Problem description. Rewrite every one of the entries below with "bounding box" swapped for "enclosing rectangle", changing nothing else. Omit the pictures from your answer.

Records for processing.

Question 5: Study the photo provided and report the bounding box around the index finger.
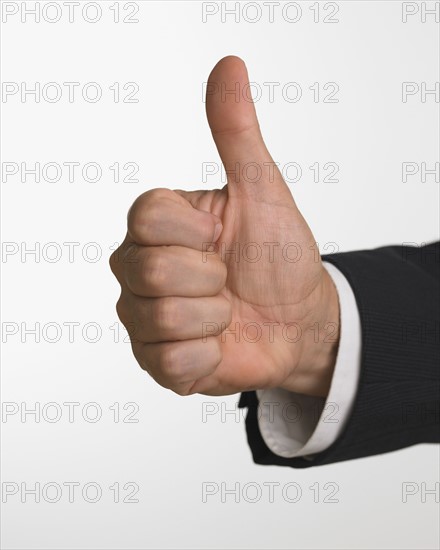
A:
[127,189,222,250]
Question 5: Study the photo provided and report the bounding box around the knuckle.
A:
[127,188,172,242]
[116,297,129,325]
[170,383,192,397]
[142,252,169,292]
[108,246,121,278]
[152,297,179,333]
[215,260,228,292]
[159,346,180,381]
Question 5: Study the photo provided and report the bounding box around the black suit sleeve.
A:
[239,243,440,468]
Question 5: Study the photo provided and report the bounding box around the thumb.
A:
[206,56,291,200]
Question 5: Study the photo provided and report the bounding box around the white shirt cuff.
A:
[257,262,361,460]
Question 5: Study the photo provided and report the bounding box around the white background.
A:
[1,1,439,549]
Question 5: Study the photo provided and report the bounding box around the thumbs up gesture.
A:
[110,57,339,396]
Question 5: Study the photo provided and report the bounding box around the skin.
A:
[110,56,339,396]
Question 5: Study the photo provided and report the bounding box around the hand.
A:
[110,57,339,396]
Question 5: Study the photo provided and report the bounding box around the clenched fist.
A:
[110,57,339,396]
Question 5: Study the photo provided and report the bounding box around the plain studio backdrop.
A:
[1,1,439,549]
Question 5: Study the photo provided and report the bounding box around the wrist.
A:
[281,267,340,397]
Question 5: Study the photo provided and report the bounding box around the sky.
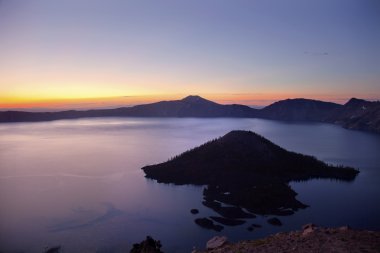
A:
[0,0,380,109]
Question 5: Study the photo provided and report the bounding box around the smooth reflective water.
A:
[0,118,380,253]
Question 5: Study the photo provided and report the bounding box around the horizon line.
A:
[0,93,379,112]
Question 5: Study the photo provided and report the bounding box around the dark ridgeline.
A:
[0,96,380,133]
[326,98,380,133]
[260,98,341,121]
[142,131,359,230]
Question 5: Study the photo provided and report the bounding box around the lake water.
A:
[0,118,380,253]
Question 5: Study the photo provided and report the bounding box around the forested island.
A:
[142,131,359,231]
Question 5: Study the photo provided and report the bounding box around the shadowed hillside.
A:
[326,98,380,133]
[142,131,358,230]
[0,96,380,133]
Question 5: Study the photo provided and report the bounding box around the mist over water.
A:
[0,118,380,253]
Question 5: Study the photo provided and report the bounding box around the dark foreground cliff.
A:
[196,226,380,253]
[0,96,380,133]
[142,131,359,231]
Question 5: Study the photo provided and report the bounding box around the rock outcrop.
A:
[142,131,358,228]
[197,224,380,253]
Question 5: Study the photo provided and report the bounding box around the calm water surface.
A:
[0,118,380,253]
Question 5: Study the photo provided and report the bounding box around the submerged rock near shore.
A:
[197,224,380,253]
[142,131,359,229]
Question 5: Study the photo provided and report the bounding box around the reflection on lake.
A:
[0,118,380,253]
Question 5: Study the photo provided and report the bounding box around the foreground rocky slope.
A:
[0,96,380,133]
[196,225,380,253]
[142,131,359,231]
[326,98,380,133]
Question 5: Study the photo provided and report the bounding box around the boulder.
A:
[206,236,227,250]
[267,218,282,226]
[302,223,317,236]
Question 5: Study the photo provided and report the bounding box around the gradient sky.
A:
[0,0,380,108]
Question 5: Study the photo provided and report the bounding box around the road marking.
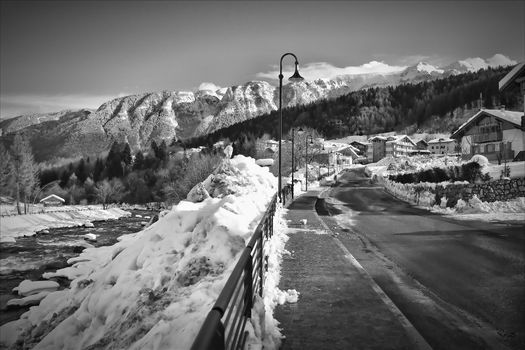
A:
[315,189,432,350]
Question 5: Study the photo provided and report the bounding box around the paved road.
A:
[316,170,525,350]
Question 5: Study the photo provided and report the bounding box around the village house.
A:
[451,109,525,161]
[428,138,458,155]
[366,135,386,163]
[367,135,416,163]
[416,139,428,150]
[350,141,371,156]
[40,194,66,207]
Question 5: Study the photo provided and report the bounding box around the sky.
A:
[0,0,525,118]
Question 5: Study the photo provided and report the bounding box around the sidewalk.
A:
[275,191,426,350]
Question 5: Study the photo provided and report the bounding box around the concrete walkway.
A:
[275,191,429,350]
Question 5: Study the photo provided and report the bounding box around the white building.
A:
[427,138,459,154]
[451,109,525,161]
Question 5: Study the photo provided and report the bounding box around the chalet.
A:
[416,139,428,150]
[428,138,458,155]
[40,194,66,207]
[450,109,525,161]
[386,135,416,157]
[367,135,416,163]
[350,141,371,155]
[366,136,387,163]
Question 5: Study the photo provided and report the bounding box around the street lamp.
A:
[286,128,295,198]
[277,52,304,203]
[297,128,314,191]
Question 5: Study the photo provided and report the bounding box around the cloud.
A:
[198,82,221,91]
[0,92,129,119]
[256,61,406,80]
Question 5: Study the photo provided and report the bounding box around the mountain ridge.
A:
[0,55,510,160]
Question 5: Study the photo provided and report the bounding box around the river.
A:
[0,210,157,325]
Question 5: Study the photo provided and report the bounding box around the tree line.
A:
[0,134,222,213]
[185,67,520,147]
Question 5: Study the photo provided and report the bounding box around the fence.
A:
[191,185,293,350]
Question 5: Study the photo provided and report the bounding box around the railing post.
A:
[244,258,253,318]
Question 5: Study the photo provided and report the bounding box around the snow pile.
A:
[0,156,276,349]
[0,207,131,242]
[433,195,525,215]
[247,204,299,349]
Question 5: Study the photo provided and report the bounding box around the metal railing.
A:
[191,185,293,350]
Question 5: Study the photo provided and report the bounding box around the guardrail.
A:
[191,185,293,350]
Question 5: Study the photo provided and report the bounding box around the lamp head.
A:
[288,61,304,83]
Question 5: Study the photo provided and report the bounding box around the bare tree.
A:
[0,143,13,195]
[11,134,39,214]
[95,179,124,209]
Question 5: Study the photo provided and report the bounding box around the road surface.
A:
[316,169,525,350]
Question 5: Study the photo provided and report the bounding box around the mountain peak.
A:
[416,61,443,74]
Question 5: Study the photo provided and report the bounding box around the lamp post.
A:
[292,128,295,198]
[277,52,304,203]
[304,135,314,191]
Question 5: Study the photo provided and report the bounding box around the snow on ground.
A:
[366,155,525,222]
[0,156,286,349]
[247,204,299,350]
[430,196,525,221]
[0,206,131,242]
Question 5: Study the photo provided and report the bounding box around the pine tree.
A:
[93,158,104,182]
[11,134,39,214]
[75,158,88,184]
[106,141,124,179]
[133,151,144,170]
[0,143,14,195]
[120,143,132,165]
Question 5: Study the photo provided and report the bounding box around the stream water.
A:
[0,210,156,325]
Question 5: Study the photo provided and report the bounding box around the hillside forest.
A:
[184,67,522,147]
[0,68,521,205]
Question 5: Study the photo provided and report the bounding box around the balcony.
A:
[472,131,503,143]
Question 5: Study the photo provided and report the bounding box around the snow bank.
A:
[0,156,276,349]
[247,204,299,349]
[431,195,525,217]
[13,280,59,296]
[0,207,131,242]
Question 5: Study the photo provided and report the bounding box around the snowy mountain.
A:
[0,54,515,160]
[444,54,517,75]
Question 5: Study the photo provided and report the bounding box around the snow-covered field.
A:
[366,156,525,222]
[0,156,297,349]
[0,206,131,242]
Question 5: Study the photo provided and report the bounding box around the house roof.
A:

Exercise output.
Question 5: Study the photo provided and report the enclosing rectangle around the index finger.
A:
[127,189,222,250]
Question 5: Study the photo provided and report the enclosing rectangle around the knuckle.
A:
[127,188,172,242]
[116,297,129,325]
[170,383,192,397]
[142,252,169,292]
[108,246,121,278]
[152,297,179,333]
[215,260,228,292]
[159,346,180,381]
Question 5: Study the photo provided and report the enclosing rectangle around the black suit sleeve.
A:
[239,243,440,468]
Question 5: Study the photo provided and report the enclosing rectangle around the thumb.
A:
[206,56,291,200]
Question 5: Study the photo provided and report the enclosing rectangle around the white shirt cuff.
A:
[257,262,361,460]
Question 5: Study the photo provided and report the enclosing rectangle around the white background.
A:
[1,1,439,549]
Question 5: Study the photo provided and report the enclosing rectangle around the thumbs up gesture.
A:
[110,57,339,396]
Question 5: Study the photo provided and report the enclosing rectangle around the skin.
A:
[110,56,339,396]
Question 5: Study the photo provided and report the enclosing rectangle around the hand.
A:
[110,57,339,396]
Question 5: Study the photo provided and report the enclosing rectangle around the clenched fist.
A:
[110,57,339,396]
Question 5: Study the photo provided and report the enclosing rectangle around the plain studio backdrop.
A:
[1,1,439,549]
Question 5: Study the photo provided and report the enclosing rectangle around the wrist.
A:
[281,267,340,397]
Question 5: Study the photo provided and report the enclosing rectangle around the sky.
A:
[0,0,380,109]
Question 5: Study the photo provided and report the enclosing rectangle around the smooth reflective water.
A:
[0,118,380,253]
Question 5: Study the photo provided and report the enclosing rectangle around the horizon line.
A:
[0,93,379,112]
Question 5: Study the photo provided and report the enclosing rectangle around the dark ridgeline.
A:
[0,96,380,133]
[326,98,380,133]
[260,98,341,121]
[142,131,359,230]
Question 5: Study the photo provided and report the enclosing rectangle around the lake water.
A:
[0,118,380,253]
Question 5: Study the photo provided and report the enclosing rectangle around the forested island.
A:
[142,131,359,231]
Question 5: Study the photo provided and report the enclosing rectangle around the shadowed hillside.
A:
[326,98,380,133]
[142,131,358,230]
[0,96,380,133]
Question 5: Study the photo provided and report the enclosing rectangle around the mist over water.
A:
[0,118,380,253]
Question 5: Study the photo provided and report the enclosing rectangle around the dark foreground cliff.
A:
[196,226,380,253]
[0,96,380,133]
[142,131,359,231]
Question 5: Study the photo provided and report the enclosing rectangle around the rock outcrop.
A:
[142,131,358,228]
[197,224,380,253]
Question 5: Study the photo provided and report the enclosing rectangle around the calm water surface.
A:
[0,118,380,253]
Question 5: Study the photo provided and report the enclosing rectangle around the submerged rock near shore.
A:
[197,224,380,253]
[142,131,359,229]
Question 5: Study the photo provided and report the enclosing rectangle around the reflection on lake.
A:
[0,118,380,253]
Question 5: Study the photo provided and report the enclosing rectangle around the foreground rocky slope.
A:
[0,96,380,133]
[196,225,380,253]
[142,131,359,231]
[326,98,380,133]
Question 5: Study the photo provided and report the enclosing rectangle around the boulder.
A:
[206,236,227,250]
[267,218,282,226]
[302,223,317,236]
Question 5: Study the photo provided and report the enclosing rectangle around the gradient sky.
A:
[0,0,380,108]
Question 5: Study the photo provided and report the enclosing rectangle around the road marking.
A:
[315,189,432,350]
Question 5: Study the photo provided and report the enclosing rectangle around the paved road.
A:
[316,170,525,350]
Question 5: Study the photo provided and report the enclosing rectangle around the village house.
A:
[451,109,525,161]
[428,138,458,155]
[366,135,386,163]
[367,135,416,163]
[416,139,428,150]
[350,141,371,156]
[40,194,66,207]
Question 5: Study the photo provided and report the enclosing rectangle around the sky.
A:
[0,0,525,118]
Question 5: Study the photo provided and report the enclosing rectangle around the sidewalk.
A:
[275,191,426,350]
Question 5: Study the photo provided and report the enclosing rectangle around the concrete walkway.
A:
[275,191,429,350]
Question 5: Study the photo provided and report the enclosing rectangle around the white building.
A:
[427,138,459,154]
[451,109,525,161]
Question 5: Study the photo provided and report the enclosing rectangle around the chalet.
A:
[416,139,428,150]
[428,138,458,155]
[40,194,66,207]
[450,109,525,161]
[386,135,416,157]
[367,135,416,163]
[350,141,371,155]
[366,136,387,163]
Question 5: Study the photo provided and report the enclosing rectangle around the street lamp.
A:
[286,128,295,198]
[277,52,304,203]
[297,128,314,191]
Question 5: Study the photo provided and report the enclosing rectangle around the cloud.
A:
[198,82,221,91]
[0,92,129,119]
[256,61,406,80]
Question 5: Study the photo provided and report the enclosing rectangle around the mountain ridge.
A:
[0,55,510,160]
Question 5: Study the photo provided and report the enclosing rectangle around the river.
A:
[0,210,157,325]
Question 5: Study the photo provided and report the enclosing rectangle around the tree line.
A:
[0,134,222,213]
[185,67,520,147]
Question 5: Study the photo provided and report the enclosing rectangle around the fence.
A:
[191,185,293,350]
Question 5: Study the photo provided and report the enclosing rectangle around the railing post.
A:
[244,258,253,318]
Question 5: Study the photo provided and report the enclosing rectangle around the snow pile.
A:
[0,156,276,349]
[0,207,131,242]
[433,195,525,215]
[247,204,299,349]
Question 5: Study the photo provided and report the enclosing rectangle around the metal railing.
A:
[191,185,293,350]
Question 5: Study the photo provided and report the enclosing rectangle around the guardrail.
A:
[191,185,293,350]
Question 5: Study the photo provided and report the enclosing rectangle around the lamp head.
A:
[288,61,304,83]
Question 5: Study the photo provided and report the enclosing rectangle around the bare tree.
A:
[0,143,13,195]
[11,134,39,214]
[95,179,124,209]
Question 5: Study the photo provided and report the enclosing rectangle around the road surface.
A:
[316,169,525,350]
Question 5: Study the photo provided and report the enclosing rectangle around the mountain peak.
A:
[416,61,443,74]
Question 5: Study the photo provided and report the enclosing rectangle around the lamp post.
A:
[292,128,295,198]
[277,52,304,203]
[304,135,314,191]
Question 5: Study the photo provided and report the enclosing rectangle around the snow on ground.
A:
[366,155,525,222]
[0,156,286,349]
[247,204,299,350]
[430,196,525,221]
[0,206,131,242]
Question 5: Study the photo provided and report the enclosing rectangle around the pine tree.
A:
[93,158,104,182]
[11,134,39,214]
[75,158,88,184]
[106,141,124,179]
[133,151,144,170]
[0,143,14,195]
[120,143,132,165]
Question 5: Study the photo provided and report the enclosing rectangle around the stream water.
A:
[0,210,156,325]
Question 5: Study the photo provided and report the enclosing rectangle around the hillside forest.
A:
[184,67,522,147]
[0,68,521,205]
Question 5: Study the photo provided and report the enclosing rectangle around the balcony.
A:
[472,131,503,143]
Question 5: Study the photo provided and report the enclosing rectangle around the snow bank.
A:
[0,156,276,349]
[247,204,299,349]
[431,195,525,217]
[13,280,59,296]
[0,207,131,242]
Question 5: Study the photo provided and report the enclosing rectangle around the snowy mountain.
A:
[0,54,515,160]
[444,54,517,75]
Question 5: Study the photo provided and report the enclosing rectangle around the snow-covered field.
A:
[366,156,525,222]
[0,156,297,349]
[0,206,131,242]
Question 5: Study the photo provided and report the enclosing rectangle around the house roof.
A:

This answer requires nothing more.